**What is expected**
Pick out every line of the listing below that contains the word "separate", and copy each of those lines.

**Entries**
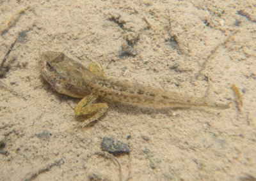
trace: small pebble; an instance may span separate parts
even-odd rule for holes
[[[130,152],[127,143],[123,143],[112,138],[104,137],[100,145],[103,151],[107,151],[109,153]]]
[[[52,133],[47,130],[44,130],[43,132],[36,134],[37,137],[42,140],[48,140],[51,135]]]
[[[149,140],[150,140],[150,138],[149,138],[149,137],[148,136],[146,136],[146,135],[141,135],[141,136],[140,136],[142,138],[143,138],[143,140],[145,140],[145,141],[148,141]]]

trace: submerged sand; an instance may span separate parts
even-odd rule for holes
[[[255,180],[255,6],[0,1],[0,180]],[[86,66],[86,57],[99,61],[111,78],[231,108],[158,112],[109,104],[104,117],[76,129],[79,100],[40,74],[47,50]],[[129,143],[130,154],[95,154],[103,137]]]

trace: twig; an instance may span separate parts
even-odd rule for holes
[[[240,11],[237,11],[237,13],[241,16],[246,17],[249,20],[253,22],[256,22],[256,19],[252,18],[252,16],[248,13],[246,12],[244,10],[241,10]]]
[[[217,51],[217,50],[221,46],[227,43],[230,38],[237,32],[239,31],[239,29],[235,30],[233,32],[230,33],[230,34],[226,38],[226,40],[221,43],[218,44],[213,50],[212,50],[210,52],[210,54],[206,57],[204,59],[205,60],[203,64],[202,65],[202,67],[198,71],[198,72],[196,73],[195,75],[196,79],[198,78],[198,76],[201,75],[202,71],[205,68],[206,65],[208,64],[209,62],[212,59],[213,55],[215,54],[215,52]]]
[[[27,6],[23,9],[16,11],[14,14],[13,14],[12,17],[7,20],[5,24],[5,26],[3,27],[0,27],[0,34],[3,35],[4,33],[7,32],[10,27],[15,24],[19,20],[19,18],[20,17],[20,15],[29,8],[30,6]]]
[[[122,178],[123,178],[123,175],[122,173],[122,168],[121,168],[121,165],[119,163],[118,161],[117,160],[117,159],[114,157],[113,155],[108,153],[108,152],[95,152],[95,154],[100,156],[102,156],[104,157],[107,159],[109,159],[111,160],[115,160],[116,161],[116,163],[117,163],[118,167],[119,167],[119,180],[122,181]]]
[[[3,61],[2,61],[2,62],[1,62],[1,64],[0,64],[0,71],[1,71],[1,69],[3,68],[5,61],[6,61],[8,57],[9,56],[10,53],[12,52],[12,48],[13,48],[13,47],[14,47],[14,45],[15,45],[15,43],[16,43],[16,42],[17,42],[17,40],[18,39],[19,39],[19,38],[17,38],[15,39],[15,41],[14,41],[14,42],[12,43],[11,46],[10,46],[10,48],[9,48],[9,50],[7,51],[7,53],[5,54],[5,56],[4,56],[4,59],[3,59]]]

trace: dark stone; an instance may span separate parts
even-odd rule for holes
[[[103,137],[100,145],[103,151],[107,151],[109,153],[130,152],[127,143],[124,143],[112,138]]]
[[[48,140],[51,135],[52,133],[47,130],[44,130],[43,132],[36,134],[37,137],[42,140]]]

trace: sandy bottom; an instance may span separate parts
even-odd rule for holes
[[[0,1],[0,180],[256,180],[256,4],[170,1]],[[47,50],[230,108],[109,103],[76,129],[79,100],[40,75]],[[95,154],[104,136],[128,143],[130,154]]]

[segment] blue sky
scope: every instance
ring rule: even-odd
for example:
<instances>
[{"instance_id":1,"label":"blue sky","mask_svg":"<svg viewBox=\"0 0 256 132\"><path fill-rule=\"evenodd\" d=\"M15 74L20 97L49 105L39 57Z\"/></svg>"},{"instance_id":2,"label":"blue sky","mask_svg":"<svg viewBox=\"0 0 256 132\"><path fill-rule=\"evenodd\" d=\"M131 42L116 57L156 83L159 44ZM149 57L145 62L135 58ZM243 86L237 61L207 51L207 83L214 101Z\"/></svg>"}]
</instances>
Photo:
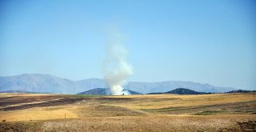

**The answer**
trace: small pebble; an instance may span separate parts
trace: submerged sand; an instance may span separate parts
trace: twig; an instance may span separate parts
trace: dark stone; an instance may span separate parts
trace: sandy bottom; an instance may span separate parts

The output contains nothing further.